■ **Things to do**
a – In the wiper blade thread, where did Top_Gun find the retro-fit blades?
b – For each statement, say whether it agrees with the wiper blade thread. Answer yes or no and quote the words of the thread that decide it. (i) NaughTTy had bought new standard blades the night before posting. (ii) Top_Gun says the ordered blades are made by Bosch. (iii) Top_Gun plans to try to set up a group buy if the blades work out.
c – Continue the wiper blade thread from where it stops.

# Retro fit Aerotwin style Blades........... *PICS*



## Top_Gun (Feb 5, 2006)

....... MAY be now available..  Found the item below from ebay:

http://cgi.ebay.co.uk/Audi-Retro-Fit-Fl ... dZViewItem

I have ordered a pair so will report back findings!! Ok they may not be Bosch but it's a start! :wink:


----------



## NaughTTy (Jul 9, 2003)

Nice find - I've bought new standard (old style blades) last night but I'd really be interested in seeing how well these fit and work.


----------



## Top_Gun (Feb 5, 2006)

No probs... will feed back as soon as I receive a pair... If all goes well I will try and see if I can get a group buy happening :wink:


----------



## Toshiba (Jul 8, 2004)

Im confused - i thought these was std?


----------



## HighTT (Feb 14, 2004)

■ **Data segment**
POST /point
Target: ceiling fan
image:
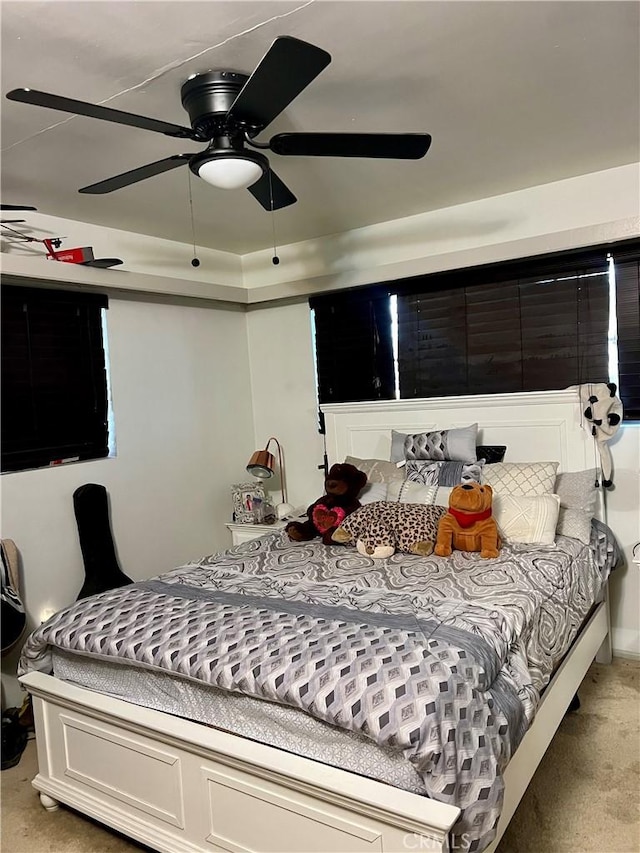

■ **Results of the exercise**
a – Top_Gun found them on eBay.

b –
(i) Yes: "I've bought new standard (old style blades) last night"
(ii) No: "Ok they may not be Bosch but it's a start!"
(iii) Yes: "If all goes well I will try and see if I can get a group buy happening"

c –
Top_Gun said:


> ...Ok they may not be Bosch but it's a start! :wink:


But don't Bosch Aerotwins have two blades per wiper arm :?:

Looks like what us pre-Aerotwin people need is the little adapter
that is in the Ebay description coupled to a genuine Bosch aerotwin
blade.


----------



## saint (Dec 6, 2002)

That's the Aerotwin

This is the Bosch site - "Now also in retrofit...."

http://aa.bosch.de/advastaboschaa/kidow ... rv_id=1065

So the eBay blade is a standard blade fitted to an arm similar in design to the Aerotwin.


----------



## Top_Gun (Feb 5, 2006)

Toshiba said:


> Im confused - i thought these was std?


I believe on post '03 cars the Aerotwins were std ??? :? Prior to that the standard 'retro' blades were used ?? I know the Bosch German site has some info about the retro-fit blades but I don`t think they have released any in the UK yet ??

Will see how they look and perform when fitted..and post some pics. If the quality is good then I`m happy! [smiley=dude.gif]


----------



## saint (Dec 6, 2002)

Are the Bosch ones not about Â£40 to buy - therefore would it not be better to go for those rather than an amalgam of two types of wipers?


----------



## Top_Gun (Feb 5, 2006)

saint said:


> Are the Bosch ones not about Â£40 to buy - therefore would it not be better to go for those rather than an amalgam of two types of wipers?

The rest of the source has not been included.